- _Job A_
Please repeat, word for word, the stretch of the listing below from the line containing "Where can the rusty" through the line containing "Where can the distant".

- _Document extract_
An interview with Tegan and Sara

Inspiring a generation of LGBTQ+ and feminist fans at home and abroad

By CMHR Curatorial Team
Published: December 18, 2023 Updated: February 16, 2024

Two people with long hair in high ponytails wearing winter coats pose in the corner of a grey-painted brick room. Partially obscured.

Photo: Red Light Management, photography by Pamela Littky

Story text

Tegan Quin and Sara Quin, identical twin sisters hailing from Calgary, Alberta, have been performing together as Tegan and Sara for more than 25 years. 

Together, they have produced ten studio albums and won numerous awards, including three Junos and two GLAAD Media Awards. They have also been nominated for two Polaris Prize awards and one Grammy. Since the beginning of their careers, the sisters have openly identified as queer and as such, their music has motivated, encouraged and inspired a generation of LGBTQ+ and feminist fans at home and abroad.

They’ve toured extensively, performed at some of the largest music festivals in the world and were featured in Amnesty International’s Bringing Human Rights Home concert. In recent years, the two have expanded their creative outlets beyond music, co‐authoring a graphic novel about their middle school years, Junior High (2023), as well as a memoir about their high school experience High School (2020), which was adapted into a television series. To help honour, support and give back to their community, they created the Tegan and Sara Foundation, an organization that supports women and girls within the LGBTQ+ community. 

In this exhibition, we wanted to shine some light on Tegan and Sara for their work in speaking out on contemporary LGBTQ+ issues throughout their career, challenging narratives and giving visibility to queer artists. We asked them to reflect upon earlier experiences in the music industry and how they remained focused on human rights issues, activism and the important work of their foundation. They start out by telling us about the artifacts they chose to be included in Beyond the Beat: Music of Resistance and Change.

A question for Tegan: Thank you for lending the CMHR the jacket you wore in the “U‑Turn” video. What can you tell us about this jacket? Who designed it? How is it significant to the song and video?

We collaborated with the incredible musician, designer and visual artist Seth Bogart to make “U‑Turn.” We were thrilled to get to step inside Seth's wacky world. As the director, Seth was the mastermind behind the music video and was the one who suggested that super genius, artist, and designer Peggy Noland hand‐paint our leather jackets for the video! Seth was passionate the video be colourful and cartoon‐like. Similar to his style, he wanted the video to feel eccentric. And he based our make‐up in the video on the cover of Love You to Death!

A question for Sara: We really appreciate you lending us your air organ. Can you explain how you acquired it? How have you used it during your career?

I moved to Montreal in January 2003. It was an especially frigid time in the city and snowbanks lined the streets. It wasn't uncommon to see black garbage bags, or pieces of broken furniture sprouting out of the tops. One evening, I spied a plastic air organ amidst other discarded objects outside of a Salvation Army in NDG [Notre‐Dame‐de‐Grâce]. I pulled the instrument free from the mound of snow by its frayed electrical cord and boarded the metro. In my dingy one‐bedroom apartment, I carefully wrapped the cord in electrical tape, plugged it in, and turned the knob. It worked! I had written a number of songs for our new album, but the organ inspired a round of demos that immediately stood out from the others. The melancholic, plasticized sound it produced, seemed to match the turmoil of a recent, tortured love affair. I brought the organ with me to Vancouver in the spring and used it frequently during the recording of our seminal album, So Jealous. I attempted to include it in the live show, but it was finicky and was too cherished an object to risk further damage.

- _Data section_

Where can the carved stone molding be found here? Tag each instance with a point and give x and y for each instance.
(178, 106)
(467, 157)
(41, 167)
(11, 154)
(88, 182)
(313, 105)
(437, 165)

==

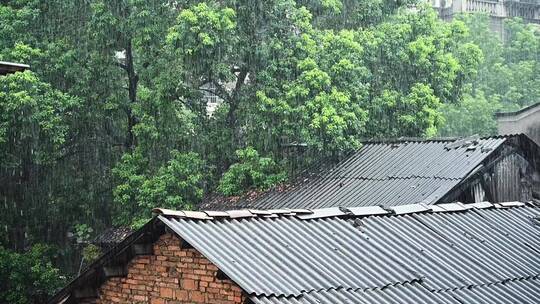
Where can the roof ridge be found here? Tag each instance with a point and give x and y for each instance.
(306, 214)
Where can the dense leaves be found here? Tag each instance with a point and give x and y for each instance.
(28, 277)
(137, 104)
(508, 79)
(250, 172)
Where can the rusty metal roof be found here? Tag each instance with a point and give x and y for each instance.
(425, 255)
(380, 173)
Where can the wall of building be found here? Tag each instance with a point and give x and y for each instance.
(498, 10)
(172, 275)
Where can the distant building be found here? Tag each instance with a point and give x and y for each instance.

- _Job B_
Reproduce the stretch of the Tegan and Sara interview from "Tegan Quin and" through "more than 25 years." without altering a single word.

- _Correct result A_
Where can the rusty metal roof be found here? Tag each instance with a point and give x and y for each instance.
(425, 255)
(380, 173)
Where can the wall of building be found here? Tag each instance with a point and give x and y for each instance.
(498, 10)
(172, 275)
Where can the distant building be found here? Tag each instance with a point and give x and y for each instance.

- _Correct result B_
Tegan Quin and Sara Quin, identical twin sisters hailing from Calgary, Alberta, have been performing together as Tegan and Sara for more than 25 years.